PROBLEMS TO SOLVE:
**a.** Please duplicate the GPIO text between "When working with" and "the none state.", inclusive.
**b.** In the GPIO text, which registers must be controlled to set up PortC pin 6 for output?
**c.** Resume the GPIO text after its final sentence.

Outputting a signal on a pin is the general subject of GPIO (general purpose input and output). We’re only concerned with the output at this point. The features, modes, and control for just the output on a pin are quite vast.
There are two main modes when outputting on a pin on a microcontroller: open drain and push pull. There are three states for each mode: pull up, pull down, and none. This is all controlled with registers. You do not actually do this externally, it is happening internally in the microcontroller.
In a pull up scenario using open drain, there is resistance connecting to the positive power source. With an open drain scenario you have the input coming from a pin from the microcontroller, then you have a transistor (also called an open collector). You have the signal coming in from the pin and then you have the base input which is essentially turning on or off the transistor. In the output, you have a pull up resistor on the line and you also have the ability to pull down. Depending on the signal that you have on the base input which will be coming from the microcontroller, this will determine the output signal whether you have a pull up or pull down resistor on that line.
It is also important to note that if you’re going to have multiple signals on a single output - for instance: you have multiple microcontrollers or multiple pins from a microcontroller going on the same line to be able to communicate - it would be good to use the open drain or open collector scenario.
When working with open drain it is pretty important to use a pull up or pull down resistor, but with push pull we’re not going to use a pull up or pull down, we’re going to use the none state.
For output pins and the push pull mode, the pull up and pull down resistor really isn’t as important as if it was an input pin. The input pin would need to have a pull down or pull up resistor so the pin wouldn’t be floating and getting interference. To put the PortC pin 6 into the right state for output, we’ll need to control four different registers to set it up. The first one is the mode register (ModeR), the second is the output type (OtypeR), the third is the output speed (OspeedR), and the last is the pull up pull down (PUPDR).

PROVIDED MATERIAL:
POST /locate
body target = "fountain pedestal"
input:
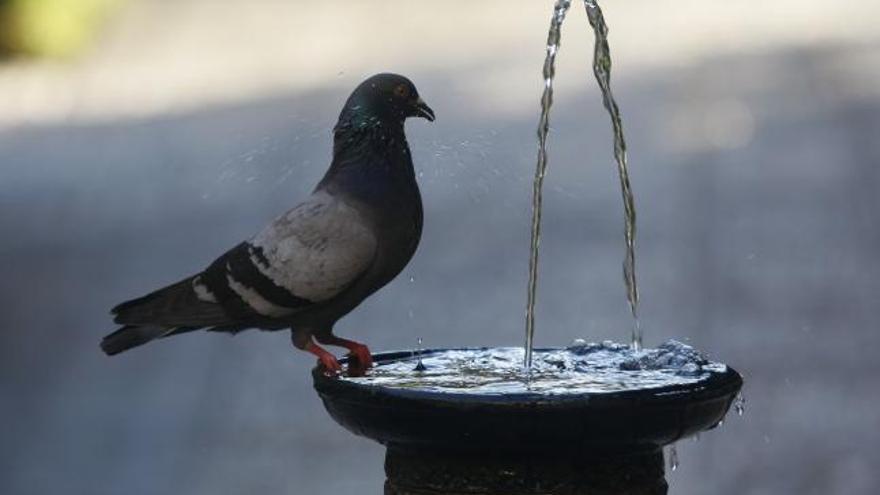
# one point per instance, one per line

THE REPLIES:
**a.**
When working with open drain it is pretty important to use a pull up or pull down resistor, but with push pull we’re not going to use a pull up or pull down, we’re going to use the none state.

**b.**
- Mode register (ModeR)
- Output type (OtypeR)
- Output speed (OspeedR)
- Pull up pull down (PUPDR)

**c.**
The mode register (ModeR) controls whether you’re going to be in output mode, input mode, using the alternate function, or an input output analog type. We’re going to be using the GP (general purpose). The GP has a value of 01. Since there are four types of modes you need two bits to select four different modes. We’ll go over the three modes in future videos. The output type (OtypeR) register has one bit which can be either a 0 or a 1. That will determine whether it is going to be open drain (OD) or push pull (PP).
In this scenario we’re going to select the PP. The type will be equal to 0.
The output speed (OspeedR) register has three different speeds: low, medium, and high speed. We’ll be concerned with the high speed this time, but it really doesn’t matter because we’re just turning on and off an LED in a slow way so we can perceive it as a human. The high will be 11. The medium is 01 and the low is 10.
Now we come to the final control register which is pull up pull down (PUPDR). This is a two bit register so you have four options, but really you only have three options which are pull up, pull down and none. The last option is reserved. None or no will be 00. PU will be 01. PD will be 10. We’re going to be using none (00).
We’ve only discussed the control registers to set this pin up, we haven’t really talked about how to output to the actual pin. We’re going to be outputting 01010101…. We’re blinking an LED so we’re just going to be outputting this type of stream with delays in between. There are a couple of ways to do this. The way we’re going to use in this video is setting bits to the BSRR register. BSRR stands for Bit Set Reset Register.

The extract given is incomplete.